◆ **Available data**:
======

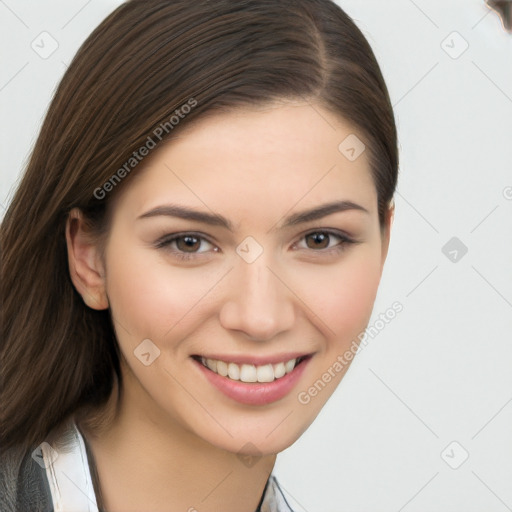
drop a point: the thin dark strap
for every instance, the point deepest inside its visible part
(94, 475)
(33, 489)
(258, 508)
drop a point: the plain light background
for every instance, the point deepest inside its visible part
(435, 385)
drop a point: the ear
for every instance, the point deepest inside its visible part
(386, 233)
(85, 263)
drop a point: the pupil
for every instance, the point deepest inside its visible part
(320, 237)
(190, 241)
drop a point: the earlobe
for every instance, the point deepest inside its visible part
(85, 265)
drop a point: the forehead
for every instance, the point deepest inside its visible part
(255, 161)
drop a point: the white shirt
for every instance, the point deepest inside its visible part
(71, 484)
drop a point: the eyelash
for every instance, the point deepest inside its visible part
(166, 241)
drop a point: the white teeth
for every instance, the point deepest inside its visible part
(279, 370)
(290, 365)
(222, 368)
(234, 371)
(265, 373)
(250, 372)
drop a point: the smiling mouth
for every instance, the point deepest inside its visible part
(251, 373)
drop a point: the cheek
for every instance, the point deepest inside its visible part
(149, 296)
(343, 296)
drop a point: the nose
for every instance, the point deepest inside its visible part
(258, 302)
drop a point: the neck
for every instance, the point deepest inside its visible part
(152, 466)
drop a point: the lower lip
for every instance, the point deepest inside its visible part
(257, 393)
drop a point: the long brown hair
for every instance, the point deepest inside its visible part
(134, 74)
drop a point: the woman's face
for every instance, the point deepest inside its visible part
(252, 280)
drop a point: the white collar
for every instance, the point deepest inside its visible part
(71, 485)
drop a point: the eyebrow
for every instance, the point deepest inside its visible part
(214, 219)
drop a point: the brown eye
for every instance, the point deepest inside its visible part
(190, 243)
(186, 245)
(321, 241)
(318, 240)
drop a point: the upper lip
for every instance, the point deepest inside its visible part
(255, 360)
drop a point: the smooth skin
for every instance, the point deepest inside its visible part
(177, 440)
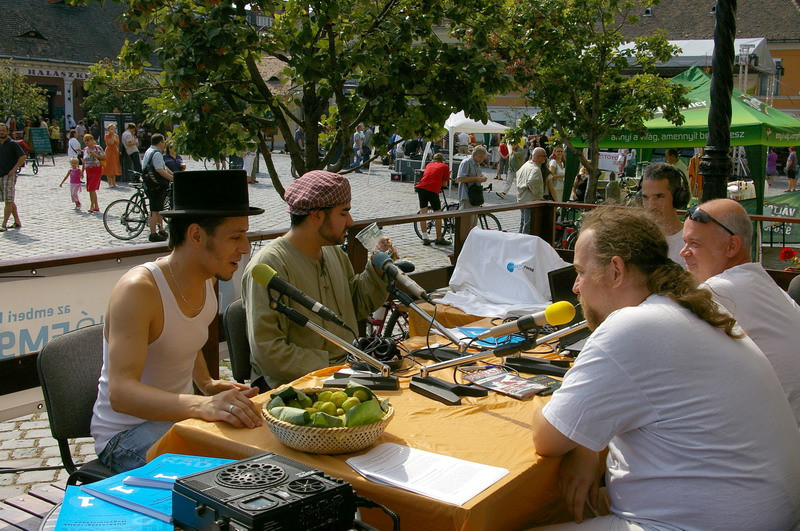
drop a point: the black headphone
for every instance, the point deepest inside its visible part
(381, 348)
(680, 196)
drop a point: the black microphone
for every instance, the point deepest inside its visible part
(556, 314)
(266, 276)
(383, 261)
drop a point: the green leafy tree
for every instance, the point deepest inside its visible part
(103, 97)
(343, 62)
(570, 59)
(18, 97)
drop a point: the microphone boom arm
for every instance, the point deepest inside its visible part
(302, 320)
(408, 301)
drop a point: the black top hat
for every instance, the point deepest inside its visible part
(213, 193)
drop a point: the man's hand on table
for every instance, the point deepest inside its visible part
(230, 402)
(579, 480)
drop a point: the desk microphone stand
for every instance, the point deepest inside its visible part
(513, 360)
(435, 388)
(302, 320)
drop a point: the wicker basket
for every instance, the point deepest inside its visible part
(327, 440)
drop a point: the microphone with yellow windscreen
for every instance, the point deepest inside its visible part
(556, 314)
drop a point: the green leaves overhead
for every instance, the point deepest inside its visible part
(25, 101)
(570, 59)
(377, 61)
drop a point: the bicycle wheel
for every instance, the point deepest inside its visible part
(124, 219)
(489, 222)
(429, 224)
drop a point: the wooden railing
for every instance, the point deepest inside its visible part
(20, 372)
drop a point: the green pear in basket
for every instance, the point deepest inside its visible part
(292, 415)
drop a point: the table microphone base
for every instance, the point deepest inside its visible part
(436, 353)
(534, 366)
(458, 389)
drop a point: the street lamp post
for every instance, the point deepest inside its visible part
(716, 166)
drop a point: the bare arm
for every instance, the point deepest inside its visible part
(133, 321)
(579, 475)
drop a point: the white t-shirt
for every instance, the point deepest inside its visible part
(769, 316)
(700, 435)
(675, 245)
(128, 138)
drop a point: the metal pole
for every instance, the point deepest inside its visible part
(716, 166)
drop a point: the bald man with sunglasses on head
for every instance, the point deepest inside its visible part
(717, 237)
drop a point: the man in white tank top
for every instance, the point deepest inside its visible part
(157, 322)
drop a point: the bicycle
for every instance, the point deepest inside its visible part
(125, 219)
(487, 221)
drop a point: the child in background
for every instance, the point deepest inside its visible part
(75, 174)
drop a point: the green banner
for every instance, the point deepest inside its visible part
(752, 122)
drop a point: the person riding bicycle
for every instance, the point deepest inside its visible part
(436, 175)
(156, 195)
(469, 177)
(309, 258)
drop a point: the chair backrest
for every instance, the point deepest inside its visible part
(794, 289)
(69, 368)
(235, 322)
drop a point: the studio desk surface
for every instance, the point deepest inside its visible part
(493, 430)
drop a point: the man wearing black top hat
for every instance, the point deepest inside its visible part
(157, 322)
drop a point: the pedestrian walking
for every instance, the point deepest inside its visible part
(11, 159)
(93, 159)
(112, 167)
(75, 176)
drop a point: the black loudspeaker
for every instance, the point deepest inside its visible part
(681, 196)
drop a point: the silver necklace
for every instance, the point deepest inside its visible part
(180, 291)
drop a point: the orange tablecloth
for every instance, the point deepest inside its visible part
(494, 430)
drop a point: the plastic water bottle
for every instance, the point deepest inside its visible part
(613, 193)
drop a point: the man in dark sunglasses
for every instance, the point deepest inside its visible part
(717, 239)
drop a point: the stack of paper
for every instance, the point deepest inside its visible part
(437, 476)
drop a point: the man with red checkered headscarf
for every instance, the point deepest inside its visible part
(309, 258)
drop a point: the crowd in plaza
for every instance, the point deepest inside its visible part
(690, 379)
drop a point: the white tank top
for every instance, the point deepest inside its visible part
(170, 358)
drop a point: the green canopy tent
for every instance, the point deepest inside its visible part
(785, 205)
(754, 125)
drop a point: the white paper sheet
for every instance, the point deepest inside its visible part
(437, 476)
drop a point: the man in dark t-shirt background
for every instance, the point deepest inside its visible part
(11, 158)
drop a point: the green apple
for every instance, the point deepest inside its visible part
(328, 407)
(350, 403)
(338, 398)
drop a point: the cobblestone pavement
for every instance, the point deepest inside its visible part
(51, 226)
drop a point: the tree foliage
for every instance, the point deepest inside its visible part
(104, 98)
(569, 58)
(18, 97)
(343, 62)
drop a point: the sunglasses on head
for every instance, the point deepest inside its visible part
(695, 214)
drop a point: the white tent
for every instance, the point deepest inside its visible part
(459, 122)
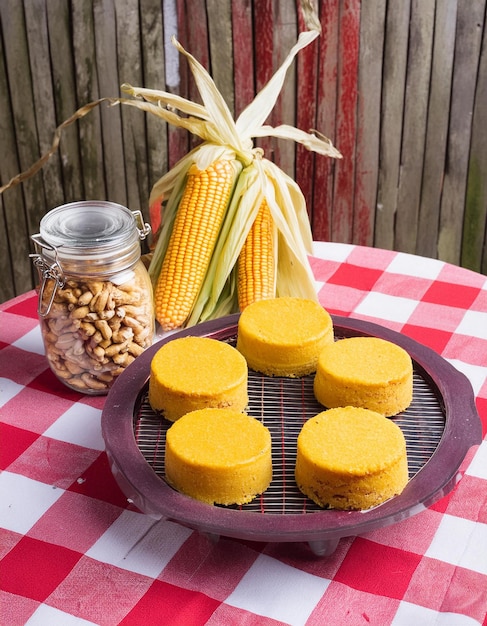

======

◆ **Instructions to follow**: Collect every line of the data above that contains the word "black". Only matches with the same uppercase and lowercase letters count.

◆ **Solution for this task**:
drop a point: the black headphone
drop a point: the black microphone
drop a point: the black top hat
drop a point: the man wearing black top hat
drop a point: the black loudspeaker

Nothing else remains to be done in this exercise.